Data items
»»
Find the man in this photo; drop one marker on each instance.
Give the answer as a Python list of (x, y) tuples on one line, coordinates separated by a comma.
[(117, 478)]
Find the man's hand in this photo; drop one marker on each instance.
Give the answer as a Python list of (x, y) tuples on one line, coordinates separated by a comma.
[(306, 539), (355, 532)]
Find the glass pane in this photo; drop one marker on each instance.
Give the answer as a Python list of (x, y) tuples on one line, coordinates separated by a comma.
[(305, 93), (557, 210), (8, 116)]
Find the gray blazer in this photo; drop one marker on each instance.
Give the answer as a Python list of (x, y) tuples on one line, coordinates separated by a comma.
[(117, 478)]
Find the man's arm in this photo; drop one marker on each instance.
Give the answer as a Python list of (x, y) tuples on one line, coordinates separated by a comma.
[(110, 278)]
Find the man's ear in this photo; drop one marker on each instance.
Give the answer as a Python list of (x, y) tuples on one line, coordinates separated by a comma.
««
YOUR GOAL: Each entry above is to be copied out exactly as written.

OUTPUT OF THE EXERCISE:
Find the man in this photo; drop one marker on each instance.
Give the answer as a Python list of (x, y) tuples on one line, coordinates separated by a comma.
[(117, 478)]
Find the man's hand in this photo; drop one marker on each instance.
Give the answer as a Python list of (x, y) tuples on one line, coordinates separated by a comma.
[(306, 539), (355, 532)]
Find the glass pane in this photo; drop one marker on each instance.
Give the answer as a Python list of (x, y) tuples on one line, coordinates separated by a comma.
[(305, 93), (557, 210), (8, 116)]
Find the gray blazer in this photo; drop one marker on each instance.
Give the answer as a Python list of (x, y) tuples on one line, coordinates separated by a comma.
[(117, 478)]
Find the man's arm in this photo; drop one marker on each instance.
Give the answer as a Python list of (x, y) tuples on one line, coordinates separated by a comma.
[(110, 278)]
Find the man's ear in this photo; drop one marker on each instance.
Give the answer as a Python list of (x, y) tuples on one line, coordinates separated by a comma.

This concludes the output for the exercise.